__Written task 1__: Repeat the wind quintet thread word for word, from "HEY! That's a" to "Dances by Farkas.".
__Written task 2__:
Answer these questions from the wind quintet thread:
(a) Which Schoenberg work does millionrainbows name in the first post?
(b) Which Hindemith work does isorhythm mention?
(c) Who composed the 17th Century Hungarian Dances that Olias mentions?

[BEGIN Text segment]

# Spring: Wind Quintet Time



## millionrainbows (Jun 23, 2012)

Spring is here, and that means wind quintets are pulled out and listened to. Why? Because they represent birds, of course!

For me, it is Schoenberg's Wind Quintet Op. 26.


----------



## QuietGuy (Mar 1, 2014)

I like Barber's Summer Music.


----------



## Portamento (Dec 8, 2016)

*Josef Bohuslav Foerster* (1859-1951): Wind Quintet in D major, Op. 95
http://depts.washington.edu/ventorum/mp3Foerster5tet81.mp3


----------



## isorhythm (Jan 2, 2015)

I like Schoenberg's, and also Hindemith's Kleine Kammermusik.


----------



## hpowders (Dec 23, 2013)

Wind Quintets? Of course there is the terrific Nielsen.

But I don't pay attention to the seasons. Haydn's Paris and London Symphonies, 24/7, 365.


----------



## Pugg (Aug 8, 2014)

I like Barber's Knoxville summer of 1915, those long summer evenings.


----------



## millionrainbows (Jun 23, 2012)

Netherlands Wind Ensemble does a nice Beethoven's 7th.


----------



## Olias (Nov 18, 2010)

millionrainbows said:


> Netherlands Wind Ensemble does a nice Beethoven's 7th.


HEY! That's a great find. Thanks for that.


----------



## Olias (Nov 18, 2010)

I myself love the Haydn Divertimento in Bb for Wind Quintet and the 17th Century Hungarian Dances by Farkas.


----------



## laurie (Jan 12, 2017)

[END Text segment]
[BEGIN Supplied records]

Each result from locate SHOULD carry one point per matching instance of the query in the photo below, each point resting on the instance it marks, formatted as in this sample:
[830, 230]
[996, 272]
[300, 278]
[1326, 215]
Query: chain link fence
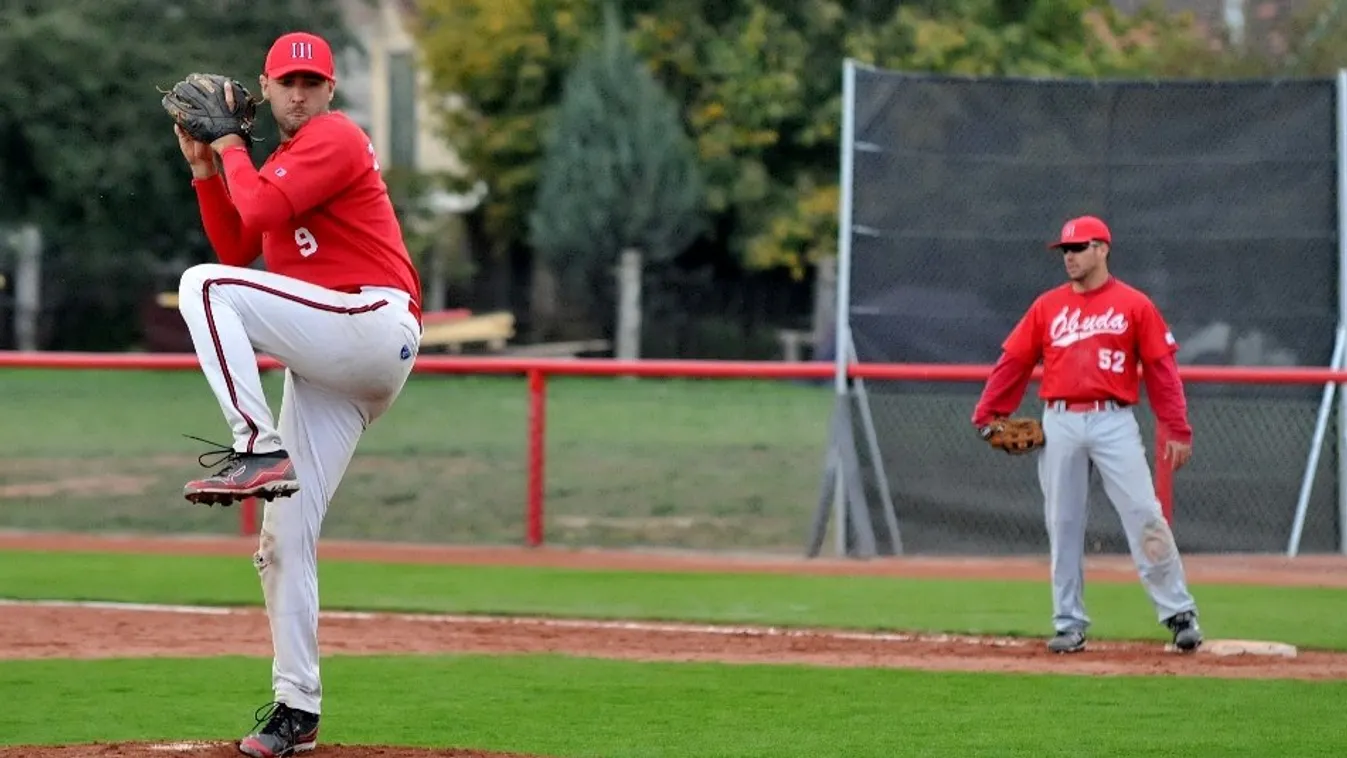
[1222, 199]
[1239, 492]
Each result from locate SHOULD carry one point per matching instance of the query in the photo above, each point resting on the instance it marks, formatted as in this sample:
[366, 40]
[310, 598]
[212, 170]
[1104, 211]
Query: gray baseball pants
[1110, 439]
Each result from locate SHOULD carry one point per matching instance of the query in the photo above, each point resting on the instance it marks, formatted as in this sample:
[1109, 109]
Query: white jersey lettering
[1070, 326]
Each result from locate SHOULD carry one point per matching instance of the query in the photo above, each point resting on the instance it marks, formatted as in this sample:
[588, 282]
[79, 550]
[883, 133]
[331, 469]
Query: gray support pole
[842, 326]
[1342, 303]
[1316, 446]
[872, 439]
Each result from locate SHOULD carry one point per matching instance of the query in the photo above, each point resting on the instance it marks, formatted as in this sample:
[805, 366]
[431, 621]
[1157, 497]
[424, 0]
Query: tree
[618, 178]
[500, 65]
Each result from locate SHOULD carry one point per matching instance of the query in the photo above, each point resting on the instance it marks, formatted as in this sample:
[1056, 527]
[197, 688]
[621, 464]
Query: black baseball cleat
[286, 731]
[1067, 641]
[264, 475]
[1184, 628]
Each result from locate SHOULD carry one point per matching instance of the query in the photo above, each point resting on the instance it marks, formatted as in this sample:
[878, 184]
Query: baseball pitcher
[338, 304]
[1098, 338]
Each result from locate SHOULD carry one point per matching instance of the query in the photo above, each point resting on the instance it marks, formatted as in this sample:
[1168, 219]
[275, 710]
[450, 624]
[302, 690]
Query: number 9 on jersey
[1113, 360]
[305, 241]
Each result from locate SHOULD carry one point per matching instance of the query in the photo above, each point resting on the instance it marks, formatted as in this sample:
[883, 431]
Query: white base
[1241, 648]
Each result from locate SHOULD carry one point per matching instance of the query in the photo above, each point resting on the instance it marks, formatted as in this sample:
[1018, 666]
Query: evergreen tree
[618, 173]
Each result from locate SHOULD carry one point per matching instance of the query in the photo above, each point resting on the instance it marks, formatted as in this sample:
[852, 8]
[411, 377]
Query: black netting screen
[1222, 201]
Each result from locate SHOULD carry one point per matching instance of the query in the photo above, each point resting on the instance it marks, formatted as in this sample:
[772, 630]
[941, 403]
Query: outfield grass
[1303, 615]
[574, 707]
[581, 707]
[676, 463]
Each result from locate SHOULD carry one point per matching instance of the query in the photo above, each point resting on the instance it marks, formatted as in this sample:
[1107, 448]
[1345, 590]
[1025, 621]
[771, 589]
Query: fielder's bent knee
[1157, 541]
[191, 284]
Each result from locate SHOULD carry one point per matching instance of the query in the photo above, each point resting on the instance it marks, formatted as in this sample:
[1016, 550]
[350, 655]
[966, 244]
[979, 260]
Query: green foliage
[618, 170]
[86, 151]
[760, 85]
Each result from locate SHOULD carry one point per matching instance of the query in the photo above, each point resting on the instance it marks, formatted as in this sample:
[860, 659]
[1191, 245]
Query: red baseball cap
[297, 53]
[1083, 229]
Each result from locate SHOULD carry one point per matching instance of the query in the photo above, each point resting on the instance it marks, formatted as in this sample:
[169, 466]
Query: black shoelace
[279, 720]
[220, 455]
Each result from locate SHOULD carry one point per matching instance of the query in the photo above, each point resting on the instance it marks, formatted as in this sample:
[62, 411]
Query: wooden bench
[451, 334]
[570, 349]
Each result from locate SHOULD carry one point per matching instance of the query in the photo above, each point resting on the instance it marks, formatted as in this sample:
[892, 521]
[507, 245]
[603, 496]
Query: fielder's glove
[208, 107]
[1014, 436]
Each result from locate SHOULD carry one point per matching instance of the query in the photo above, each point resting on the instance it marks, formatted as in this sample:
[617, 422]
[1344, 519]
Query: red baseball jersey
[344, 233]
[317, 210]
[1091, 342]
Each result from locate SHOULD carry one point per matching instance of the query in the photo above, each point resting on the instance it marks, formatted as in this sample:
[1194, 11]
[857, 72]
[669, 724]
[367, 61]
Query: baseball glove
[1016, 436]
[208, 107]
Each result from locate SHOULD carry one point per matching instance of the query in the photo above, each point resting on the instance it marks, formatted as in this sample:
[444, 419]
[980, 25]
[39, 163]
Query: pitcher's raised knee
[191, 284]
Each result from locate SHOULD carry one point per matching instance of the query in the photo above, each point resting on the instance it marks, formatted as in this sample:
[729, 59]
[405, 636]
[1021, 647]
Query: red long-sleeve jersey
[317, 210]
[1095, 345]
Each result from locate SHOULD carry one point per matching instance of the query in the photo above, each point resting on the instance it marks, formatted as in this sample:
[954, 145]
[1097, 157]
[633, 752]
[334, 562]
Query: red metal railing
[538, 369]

[END Supplied records]

__Complete answer 1__:
HEY! That's a great find. Thanks for that.


----------



## Olias (Nov 18, 2010)

I myself love the Haydn Divertimento in Bb for Wind Quintet and the 17th Century Hungarian Dances by Farkas.

__Complete answer 2__:
(a) The Wind Quintet Op. 26.
(b) Kleine Kammermusik.
(c) Farkas.